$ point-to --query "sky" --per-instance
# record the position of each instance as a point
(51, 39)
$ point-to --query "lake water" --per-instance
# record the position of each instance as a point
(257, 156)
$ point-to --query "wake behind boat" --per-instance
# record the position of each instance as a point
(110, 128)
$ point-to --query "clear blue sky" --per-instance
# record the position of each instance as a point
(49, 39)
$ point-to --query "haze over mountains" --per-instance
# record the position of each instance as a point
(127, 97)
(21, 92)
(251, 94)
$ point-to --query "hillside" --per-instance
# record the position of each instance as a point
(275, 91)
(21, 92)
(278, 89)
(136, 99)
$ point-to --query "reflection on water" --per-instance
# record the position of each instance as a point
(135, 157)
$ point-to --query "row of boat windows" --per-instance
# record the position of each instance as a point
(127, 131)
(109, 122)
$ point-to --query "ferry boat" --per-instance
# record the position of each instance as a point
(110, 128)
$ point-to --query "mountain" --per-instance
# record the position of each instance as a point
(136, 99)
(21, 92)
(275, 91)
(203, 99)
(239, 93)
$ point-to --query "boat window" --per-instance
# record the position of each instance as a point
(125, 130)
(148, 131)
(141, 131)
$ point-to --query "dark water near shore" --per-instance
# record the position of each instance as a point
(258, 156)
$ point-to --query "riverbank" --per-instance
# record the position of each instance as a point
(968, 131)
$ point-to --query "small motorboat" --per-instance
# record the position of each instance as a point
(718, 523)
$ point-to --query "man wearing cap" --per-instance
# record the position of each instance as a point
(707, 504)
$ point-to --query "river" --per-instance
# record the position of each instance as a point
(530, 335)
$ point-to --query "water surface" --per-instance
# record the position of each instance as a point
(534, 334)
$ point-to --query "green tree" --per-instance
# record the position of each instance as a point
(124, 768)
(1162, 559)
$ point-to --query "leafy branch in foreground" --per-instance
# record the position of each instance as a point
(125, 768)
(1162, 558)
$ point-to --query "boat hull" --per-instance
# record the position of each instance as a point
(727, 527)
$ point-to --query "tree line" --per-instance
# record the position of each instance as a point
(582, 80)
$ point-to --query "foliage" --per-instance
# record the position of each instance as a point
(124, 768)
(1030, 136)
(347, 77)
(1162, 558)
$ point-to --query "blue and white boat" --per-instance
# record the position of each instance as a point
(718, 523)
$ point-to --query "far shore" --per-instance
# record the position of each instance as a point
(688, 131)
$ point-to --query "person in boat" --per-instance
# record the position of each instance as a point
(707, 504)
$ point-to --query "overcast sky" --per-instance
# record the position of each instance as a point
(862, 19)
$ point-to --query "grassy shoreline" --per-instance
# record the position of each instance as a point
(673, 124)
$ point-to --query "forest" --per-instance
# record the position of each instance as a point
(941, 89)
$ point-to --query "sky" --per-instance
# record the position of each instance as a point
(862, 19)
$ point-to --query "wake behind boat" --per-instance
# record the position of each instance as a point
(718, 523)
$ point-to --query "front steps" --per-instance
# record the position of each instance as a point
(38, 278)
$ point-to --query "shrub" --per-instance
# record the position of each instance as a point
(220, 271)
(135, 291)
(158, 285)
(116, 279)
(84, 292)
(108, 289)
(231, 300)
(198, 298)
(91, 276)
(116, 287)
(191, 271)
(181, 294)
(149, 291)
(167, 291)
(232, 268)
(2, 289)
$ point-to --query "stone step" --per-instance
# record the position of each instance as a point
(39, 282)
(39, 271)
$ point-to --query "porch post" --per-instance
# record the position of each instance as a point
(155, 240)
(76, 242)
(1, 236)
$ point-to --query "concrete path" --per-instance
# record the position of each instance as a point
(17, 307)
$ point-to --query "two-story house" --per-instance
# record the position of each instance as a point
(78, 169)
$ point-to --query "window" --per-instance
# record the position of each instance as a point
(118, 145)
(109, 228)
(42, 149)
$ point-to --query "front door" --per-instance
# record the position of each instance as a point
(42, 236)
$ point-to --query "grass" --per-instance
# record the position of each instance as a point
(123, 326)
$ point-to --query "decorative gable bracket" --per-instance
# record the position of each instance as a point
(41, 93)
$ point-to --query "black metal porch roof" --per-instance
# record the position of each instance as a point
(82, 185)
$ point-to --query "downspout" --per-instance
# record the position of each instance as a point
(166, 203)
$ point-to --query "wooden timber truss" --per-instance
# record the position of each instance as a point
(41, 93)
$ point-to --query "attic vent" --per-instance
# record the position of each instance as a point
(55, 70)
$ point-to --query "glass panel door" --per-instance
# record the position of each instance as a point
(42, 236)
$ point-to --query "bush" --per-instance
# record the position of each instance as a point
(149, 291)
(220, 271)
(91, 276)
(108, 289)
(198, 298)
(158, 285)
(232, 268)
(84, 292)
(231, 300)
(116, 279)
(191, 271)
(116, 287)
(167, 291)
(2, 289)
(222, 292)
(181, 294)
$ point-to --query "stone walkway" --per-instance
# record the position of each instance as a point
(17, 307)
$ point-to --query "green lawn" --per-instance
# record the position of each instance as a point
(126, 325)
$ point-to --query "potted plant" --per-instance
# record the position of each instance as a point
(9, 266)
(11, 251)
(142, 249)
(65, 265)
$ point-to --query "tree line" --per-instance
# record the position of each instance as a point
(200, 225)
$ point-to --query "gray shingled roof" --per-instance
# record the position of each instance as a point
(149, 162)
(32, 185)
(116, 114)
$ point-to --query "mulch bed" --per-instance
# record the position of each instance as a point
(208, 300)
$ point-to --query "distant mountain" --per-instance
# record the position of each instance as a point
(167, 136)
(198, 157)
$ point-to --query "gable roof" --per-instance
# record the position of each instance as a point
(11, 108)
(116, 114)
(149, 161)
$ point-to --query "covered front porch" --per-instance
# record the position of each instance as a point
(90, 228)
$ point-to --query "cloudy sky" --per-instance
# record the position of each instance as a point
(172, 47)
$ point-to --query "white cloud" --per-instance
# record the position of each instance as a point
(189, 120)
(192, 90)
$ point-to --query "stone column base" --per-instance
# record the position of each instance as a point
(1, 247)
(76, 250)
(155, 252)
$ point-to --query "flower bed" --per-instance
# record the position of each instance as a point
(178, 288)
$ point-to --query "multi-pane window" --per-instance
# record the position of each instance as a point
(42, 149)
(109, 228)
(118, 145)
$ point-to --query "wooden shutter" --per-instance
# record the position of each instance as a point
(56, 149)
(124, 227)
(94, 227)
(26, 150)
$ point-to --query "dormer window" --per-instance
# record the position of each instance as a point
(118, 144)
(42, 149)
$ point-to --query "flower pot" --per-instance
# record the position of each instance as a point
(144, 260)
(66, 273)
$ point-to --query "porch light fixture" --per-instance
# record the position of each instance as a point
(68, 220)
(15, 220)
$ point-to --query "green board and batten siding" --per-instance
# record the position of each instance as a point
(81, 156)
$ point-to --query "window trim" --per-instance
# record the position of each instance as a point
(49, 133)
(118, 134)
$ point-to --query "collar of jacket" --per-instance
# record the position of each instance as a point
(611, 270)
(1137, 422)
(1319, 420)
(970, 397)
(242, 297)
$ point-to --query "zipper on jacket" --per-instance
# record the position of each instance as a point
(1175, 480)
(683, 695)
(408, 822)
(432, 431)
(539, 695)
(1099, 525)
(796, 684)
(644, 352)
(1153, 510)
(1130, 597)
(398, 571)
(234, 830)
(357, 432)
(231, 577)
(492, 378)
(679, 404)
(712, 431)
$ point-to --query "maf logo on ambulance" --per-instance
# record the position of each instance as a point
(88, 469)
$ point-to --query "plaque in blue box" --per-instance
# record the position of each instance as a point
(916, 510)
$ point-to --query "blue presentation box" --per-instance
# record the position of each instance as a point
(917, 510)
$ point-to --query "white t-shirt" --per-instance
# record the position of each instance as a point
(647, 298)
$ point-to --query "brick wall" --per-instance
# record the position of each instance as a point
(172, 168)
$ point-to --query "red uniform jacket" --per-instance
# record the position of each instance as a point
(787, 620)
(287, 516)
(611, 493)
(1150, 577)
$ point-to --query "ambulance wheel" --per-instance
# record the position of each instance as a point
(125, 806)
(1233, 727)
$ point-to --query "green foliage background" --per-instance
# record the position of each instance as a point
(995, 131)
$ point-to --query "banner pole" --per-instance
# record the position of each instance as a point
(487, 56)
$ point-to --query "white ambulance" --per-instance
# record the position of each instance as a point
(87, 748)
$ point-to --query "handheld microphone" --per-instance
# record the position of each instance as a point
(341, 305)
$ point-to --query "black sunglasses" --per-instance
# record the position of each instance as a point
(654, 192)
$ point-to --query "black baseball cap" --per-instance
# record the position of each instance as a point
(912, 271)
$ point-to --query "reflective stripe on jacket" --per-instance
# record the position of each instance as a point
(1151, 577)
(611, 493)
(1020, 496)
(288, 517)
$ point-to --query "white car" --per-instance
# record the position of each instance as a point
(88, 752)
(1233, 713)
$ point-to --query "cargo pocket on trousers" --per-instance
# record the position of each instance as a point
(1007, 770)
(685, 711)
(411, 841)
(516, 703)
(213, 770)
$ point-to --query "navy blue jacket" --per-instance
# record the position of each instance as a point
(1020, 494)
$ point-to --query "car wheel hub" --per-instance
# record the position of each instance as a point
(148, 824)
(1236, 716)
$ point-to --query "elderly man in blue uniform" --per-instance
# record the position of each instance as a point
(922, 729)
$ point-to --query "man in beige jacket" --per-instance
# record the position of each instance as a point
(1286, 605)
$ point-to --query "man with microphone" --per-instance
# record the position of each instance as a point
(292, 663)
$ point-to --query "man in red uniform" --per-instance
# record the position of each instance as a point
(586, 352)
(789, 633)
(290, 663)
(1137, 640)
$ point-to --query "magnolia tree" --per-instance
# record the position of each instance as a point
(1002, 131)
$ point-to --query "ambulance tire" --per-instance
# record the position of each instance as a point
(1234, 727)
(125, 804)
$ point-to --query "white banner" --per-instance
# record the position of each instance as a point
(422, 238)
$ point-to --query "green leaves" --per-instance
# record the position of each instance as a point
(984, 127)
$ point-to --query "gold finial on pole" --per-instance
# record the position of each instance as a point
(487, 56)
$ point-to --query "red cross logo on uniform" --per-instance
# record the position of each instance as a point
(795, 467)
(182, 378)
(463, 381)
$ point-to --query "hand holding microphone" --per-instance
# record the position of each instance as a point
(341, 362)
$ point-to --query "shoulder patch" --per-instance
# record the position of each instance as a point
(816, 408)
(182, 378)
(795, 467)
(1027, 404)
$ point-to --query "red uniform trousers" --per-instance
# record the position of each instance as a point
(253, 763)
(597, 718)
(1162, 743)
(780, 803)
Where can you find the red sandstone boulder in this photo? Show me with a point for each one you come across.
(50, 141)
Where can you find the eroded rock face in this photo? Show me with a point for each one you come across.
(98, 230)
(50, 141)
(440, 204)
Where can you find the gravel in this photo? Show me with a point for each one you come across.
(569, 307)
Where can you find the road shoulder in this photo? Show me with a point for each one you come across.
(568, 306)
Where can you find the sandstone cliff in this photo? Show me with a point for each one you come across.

+++

→ SHORT EXERCISE: Look above for the line containing "Where can you find the red", then transcribe it and all lines after it through the last, exactly and with nothing else.

→ RESULT OF THIS EXERCISE:
Where can you find the red sandstone boulder in this photo? Show me with a point for each one you come across.
(50, 141)
Where can you find the eroded rock face in this photo? Show me with a point for each one you come across.
(98, 230)
(50, 141)
(440, 204)
Where can you find the gravel in this photo? Show me with a point for each one you come across.
(569, 307)
Where can you find the road shoulder in this photo? Show me with a point for each one you come across.
(568, 306)
Where can you find the sandstone cliff in this photo? Show me with a point for each one you come across.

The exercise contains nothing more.